§ **Your task**
The listing below contains a span that opens with the line containing "Mark the white column shaft with a point." and closes with the line containing "Mark the gilded capital detail with a point.". Return that span exactly.

§ **Provided data**
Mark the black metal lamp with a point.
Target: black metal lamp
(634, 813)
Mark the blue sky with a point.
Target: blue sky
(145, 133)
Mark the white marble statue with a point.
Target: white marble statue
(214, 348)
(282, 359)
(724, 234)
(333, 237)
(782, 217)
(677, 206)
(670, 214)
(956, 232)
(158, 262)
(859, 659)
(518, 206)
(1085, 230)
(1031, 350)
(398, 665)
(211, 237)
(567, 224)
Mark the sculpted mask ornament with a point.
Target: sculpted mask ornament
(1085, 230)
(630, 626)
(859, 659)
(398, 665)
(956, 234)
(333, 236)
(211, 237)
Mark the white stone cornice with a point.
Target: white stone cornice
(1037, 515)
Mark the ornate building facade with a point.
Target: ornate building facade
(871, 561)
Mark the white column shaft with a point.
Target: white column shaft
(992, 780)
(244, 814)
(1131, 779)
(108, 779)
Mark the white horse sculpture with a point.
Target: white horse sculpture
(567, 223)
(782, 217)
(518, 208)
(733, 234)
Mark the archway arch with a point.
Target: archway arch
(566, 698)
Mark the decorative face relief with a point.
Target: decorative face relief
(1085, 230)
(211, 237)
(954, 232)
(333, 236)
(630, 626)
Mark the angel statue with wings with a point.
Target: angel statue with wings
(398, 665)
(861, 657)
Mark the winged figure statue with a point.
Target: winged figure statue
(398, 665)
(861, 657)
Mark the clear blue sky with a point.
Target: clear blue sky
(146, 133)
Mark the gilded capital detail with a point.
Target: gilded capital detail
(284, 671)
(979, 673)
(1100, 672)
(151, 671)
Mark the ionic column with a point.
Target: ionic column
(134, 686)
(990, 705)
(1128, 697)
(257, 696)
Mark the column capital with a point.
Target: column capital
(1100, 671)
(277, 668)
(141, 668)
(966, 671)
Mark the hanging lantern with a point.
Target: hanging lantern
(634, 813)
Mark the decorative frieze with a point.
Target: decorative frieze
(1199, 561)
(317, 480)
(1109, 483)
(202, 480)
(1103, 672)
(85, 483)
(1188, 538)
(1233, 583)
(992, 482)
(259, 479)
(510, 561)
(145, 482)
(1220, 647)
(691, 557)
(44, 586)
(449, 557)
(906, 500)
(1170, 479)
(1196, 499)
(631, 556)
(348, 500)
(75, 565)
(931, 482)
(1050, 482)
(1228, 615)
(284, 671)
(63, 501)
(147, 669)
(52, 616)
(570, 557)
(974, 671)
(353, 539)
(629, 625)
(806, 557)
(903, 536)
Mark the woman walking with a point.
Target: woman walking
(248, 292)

§ **Finished task**
Mark the white column shaft with a point.
Target: white column shaft
(992, 780)
(244, 814)
(1131, 779)
(108, 779)
Mark the white horse sculpture with a point.
Target: white horse sculpture
(567, 223)
(782, 217)
(518, 208)
(733, 234)
Mark the archway arch with a point.
Target: archway arch
(566, 698)
Mark the decorative face relief with a point.
Target: decorative face relief
(1085, 230)
(211, 237)
(954, 232)
(333, 236)
(630, 626)
Mark the angel statue with wings with a point.
Target: angel statue with wings
(398, 665)
(861, 657)
Mark the winged figure statue with a point.
Target: winged figure statue
(398, 665)
(861, 657)
Mark the clear blue sky with a point.
Target: clear blue sky
(146, 133)
Mark the gilded capital detail with a point.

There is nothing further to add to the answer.